WHAT YOU WILL DO - The reply consists of one number only: how many lines in the listing below contain the word "alloy".
□ □ □
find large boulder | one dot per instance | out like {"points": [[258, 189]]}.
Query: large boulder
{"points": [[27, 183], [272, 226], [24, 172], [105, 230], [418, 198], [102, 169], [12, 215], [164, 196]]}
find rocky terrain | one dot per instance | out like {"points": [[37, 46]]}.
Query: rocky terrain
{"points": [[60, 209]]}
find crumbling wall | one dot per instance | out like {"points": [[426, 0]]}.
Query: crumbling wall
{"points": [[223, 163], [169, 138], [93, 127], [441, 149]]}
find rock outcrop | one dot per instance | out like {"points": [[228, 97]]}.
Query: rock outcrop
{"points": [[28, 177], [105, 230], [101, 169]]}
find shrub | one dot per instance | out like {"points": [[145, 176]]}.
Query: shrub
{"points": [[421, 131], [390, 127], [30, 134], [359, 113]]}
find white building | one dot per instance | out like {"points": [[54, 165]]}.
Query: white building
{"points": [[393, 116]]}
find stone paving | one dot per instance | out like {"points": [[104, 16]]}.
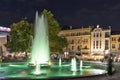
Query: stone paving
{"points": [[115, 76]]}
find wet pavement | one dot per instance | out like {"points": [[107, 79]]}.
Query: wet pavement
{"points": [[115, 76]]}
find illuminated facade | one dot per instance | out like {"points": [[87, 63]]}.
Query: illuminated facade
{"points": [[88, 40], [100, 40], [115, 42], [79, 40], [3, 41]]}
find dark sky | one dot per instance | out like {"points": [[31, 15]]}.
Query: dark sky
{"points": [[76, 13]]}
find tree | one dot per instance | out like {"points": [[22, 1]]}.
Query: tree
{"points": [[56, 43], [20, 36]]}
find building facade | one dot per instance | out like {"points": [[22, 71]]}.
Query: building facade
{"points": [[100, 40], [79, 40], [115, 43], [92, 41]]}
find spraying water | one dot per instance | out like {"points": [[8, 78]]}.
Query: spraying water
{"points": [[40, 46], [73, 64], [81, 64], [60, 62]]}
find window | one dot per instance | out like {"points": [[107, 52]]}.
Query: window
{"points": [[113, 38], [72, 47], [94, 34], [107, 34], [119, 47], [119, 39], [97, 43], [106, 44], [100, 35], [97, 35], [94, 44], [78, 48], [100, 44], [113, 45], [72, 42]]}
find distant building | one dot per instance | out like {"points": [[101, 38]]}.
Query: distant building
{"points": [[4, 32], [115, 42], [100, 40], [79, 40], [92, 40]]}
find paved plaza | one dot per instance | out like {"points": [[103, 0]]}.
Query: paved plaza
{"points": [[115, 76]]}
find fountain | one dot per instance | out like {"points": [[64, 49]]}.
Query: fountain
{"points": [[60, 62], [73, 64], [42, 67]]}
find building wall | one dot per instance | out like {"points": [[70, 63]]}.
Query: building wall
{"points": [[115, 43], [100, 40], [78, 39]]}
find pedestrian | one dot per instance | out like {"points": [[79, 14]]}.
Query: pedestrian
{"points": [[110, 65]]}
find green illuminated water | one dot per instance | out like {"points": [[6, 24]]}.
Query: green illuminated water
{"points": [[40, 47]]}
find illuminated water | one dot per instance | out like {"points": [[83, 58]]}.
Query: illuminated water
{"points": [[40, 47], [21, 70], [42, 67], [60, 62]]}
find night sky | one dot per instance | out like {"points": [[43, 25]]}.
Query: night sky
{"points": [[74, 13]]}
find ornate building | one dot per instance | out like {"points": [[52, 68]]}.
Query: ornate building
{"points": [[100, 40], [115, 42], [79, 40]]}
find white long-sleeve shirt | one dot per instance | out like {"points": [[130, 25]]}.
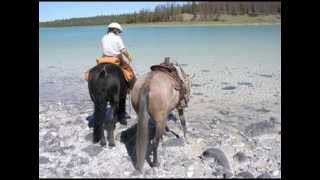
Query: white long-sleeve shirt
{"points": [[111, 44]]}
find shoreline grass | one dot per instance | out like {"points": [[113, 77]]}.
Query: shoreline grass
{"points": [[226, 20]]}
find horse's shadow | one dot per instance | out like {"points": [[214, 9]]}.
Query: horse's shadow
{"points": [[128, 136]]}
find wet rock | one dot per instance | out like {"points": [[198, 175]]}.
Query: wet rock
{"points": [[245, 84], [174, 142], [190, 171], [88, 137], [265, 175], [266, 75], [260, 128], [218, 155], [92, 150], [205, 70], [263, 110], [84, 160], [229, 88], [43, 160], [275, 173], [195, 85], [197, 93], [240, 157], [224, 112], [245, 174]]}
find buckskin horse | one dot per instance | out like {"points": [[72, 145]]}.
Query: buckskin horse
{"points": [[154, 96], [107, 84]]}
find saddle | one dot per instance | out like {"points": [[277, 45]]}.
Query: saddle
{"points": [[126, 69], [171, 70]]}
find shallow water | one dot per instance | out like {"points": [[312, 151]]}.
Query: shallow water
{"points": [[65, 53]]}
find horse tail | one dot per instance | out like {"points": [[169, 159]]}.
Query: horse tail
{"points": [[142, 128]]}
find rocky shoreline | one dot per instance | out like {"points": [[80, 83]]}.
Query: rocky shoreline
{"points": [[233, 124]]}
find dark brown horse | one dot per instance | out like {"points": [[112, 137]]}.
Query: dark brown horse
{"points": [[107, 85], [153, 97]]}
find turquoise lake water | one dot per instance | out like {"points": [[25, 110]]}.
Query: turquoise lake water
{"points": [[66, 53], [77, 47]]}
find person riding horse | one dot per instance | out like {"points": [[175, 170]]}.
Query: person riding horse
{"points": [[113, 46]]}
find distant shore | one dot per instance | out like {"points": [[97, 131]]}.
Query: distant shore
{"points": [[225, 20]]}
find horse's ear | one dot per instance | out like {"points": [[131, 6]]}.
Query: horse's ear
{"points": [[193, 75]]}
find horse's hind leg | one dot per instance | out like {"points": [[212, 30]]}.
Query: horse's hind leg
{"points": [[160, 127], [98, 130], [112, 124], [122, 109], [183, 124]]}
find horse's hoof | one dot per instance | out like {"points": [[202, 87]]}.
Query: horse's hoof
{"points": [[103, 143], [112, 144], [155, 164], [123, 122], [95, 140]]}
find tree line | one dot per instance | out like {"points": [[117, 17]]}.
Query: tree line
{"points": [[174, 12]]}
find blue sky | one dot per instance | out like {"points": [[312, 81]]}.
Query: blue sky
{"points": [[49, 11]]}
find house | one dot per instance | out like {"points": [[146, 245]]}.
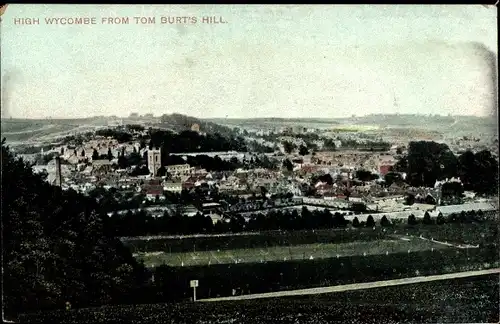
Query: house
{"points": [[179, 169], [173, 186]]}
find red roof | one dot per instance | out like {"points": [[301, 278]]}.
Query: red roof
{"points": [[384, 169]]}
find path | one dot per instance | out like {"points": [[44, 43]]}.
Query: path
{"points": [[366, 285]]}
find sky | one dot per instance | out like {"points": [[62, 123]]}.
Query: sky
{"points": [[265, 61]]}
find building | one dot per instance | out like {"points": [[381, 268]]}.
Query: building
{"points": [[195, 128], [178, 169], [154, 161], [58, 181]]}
□ □ □
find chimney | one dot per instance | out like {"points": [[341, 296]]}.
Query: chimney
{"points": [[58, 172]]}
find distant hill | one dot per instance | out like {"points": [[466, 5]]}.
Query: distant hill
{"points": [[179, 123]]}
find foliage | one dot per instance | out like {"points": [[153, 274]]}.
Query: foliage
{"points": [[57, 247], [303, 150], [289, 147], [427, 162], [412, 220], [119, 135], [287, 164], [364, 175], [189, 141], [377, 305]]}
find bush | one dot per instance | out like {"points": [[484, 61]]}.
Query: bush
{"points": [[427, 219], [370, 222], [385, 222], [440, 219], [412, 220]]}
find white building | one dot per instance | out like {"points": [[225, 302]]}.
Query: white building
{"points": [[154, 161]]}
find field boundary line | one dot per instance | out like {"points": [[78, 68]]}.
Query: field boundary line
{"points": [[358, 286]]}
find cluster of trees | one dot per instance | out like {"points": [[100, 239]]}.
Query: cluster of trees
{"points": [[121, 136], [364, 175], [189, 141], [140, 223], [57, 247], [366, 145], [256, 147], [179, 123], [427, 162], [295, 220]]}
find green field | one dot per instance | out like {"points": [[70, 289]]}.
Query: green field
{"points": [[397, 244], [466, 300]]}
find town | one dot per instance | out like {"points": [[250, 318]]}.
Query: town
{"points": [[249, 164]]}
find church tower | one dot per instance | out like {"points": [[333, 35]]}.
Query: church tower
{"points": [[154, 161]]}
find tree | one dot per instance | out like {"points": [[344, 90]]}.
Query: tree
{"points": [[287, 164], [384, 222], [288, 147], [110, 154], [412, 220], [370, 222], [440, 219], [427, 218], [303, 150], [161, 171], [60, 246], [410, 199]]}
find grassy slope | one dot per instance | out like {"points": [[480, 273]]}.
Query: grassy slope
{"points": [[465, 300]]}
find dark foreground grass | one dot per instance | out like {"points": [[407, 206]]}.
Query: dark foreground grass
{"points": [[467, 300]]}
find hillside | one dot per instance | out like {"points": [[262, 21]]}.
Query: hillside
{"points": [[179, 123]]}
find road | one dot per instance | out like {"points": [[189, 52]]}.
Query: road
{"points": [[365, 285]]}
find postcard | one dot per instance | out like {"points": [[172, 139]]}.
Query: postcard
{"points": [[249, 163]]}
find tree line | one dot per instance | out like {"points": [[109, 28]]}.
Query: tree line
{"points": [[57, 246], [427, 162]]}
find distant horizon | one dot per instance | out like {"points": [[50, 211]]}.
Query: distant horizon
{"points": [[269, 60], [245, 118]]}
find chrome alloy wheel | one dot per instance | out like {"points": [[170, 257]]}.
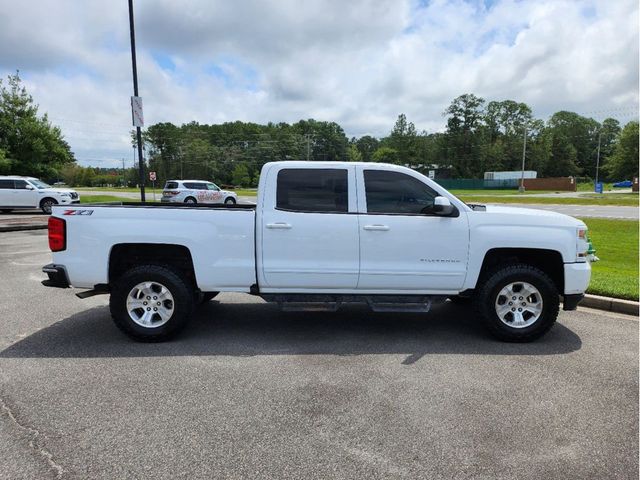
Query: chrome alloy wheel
□ □ □
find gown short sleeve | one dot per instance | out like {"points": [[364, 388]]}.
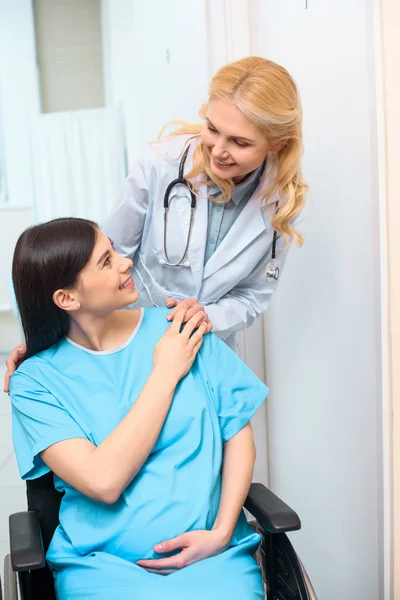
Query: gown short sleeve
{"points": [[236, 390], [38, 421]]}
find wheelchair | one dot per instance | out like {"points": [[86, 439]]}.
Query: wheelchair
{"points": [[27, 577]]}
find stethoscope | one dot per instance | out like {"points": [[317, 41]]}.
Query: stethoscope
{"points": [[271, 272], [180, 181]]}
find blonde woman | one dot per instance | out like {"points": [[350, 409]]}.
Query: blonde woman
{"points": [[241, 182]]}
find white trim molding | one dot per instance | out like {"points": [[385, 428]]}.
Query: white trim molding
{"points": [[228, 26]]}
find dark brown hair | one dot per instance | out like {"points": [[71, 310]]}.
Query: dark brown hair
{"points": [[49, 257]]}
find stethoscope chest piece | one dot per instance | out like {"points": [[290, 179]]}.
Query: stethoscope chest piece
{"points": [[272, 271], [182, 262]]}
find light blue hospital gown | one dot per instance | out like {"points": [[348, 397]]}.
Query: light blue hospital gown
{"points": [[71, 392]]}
□ □ □
RESULT BELOW - 2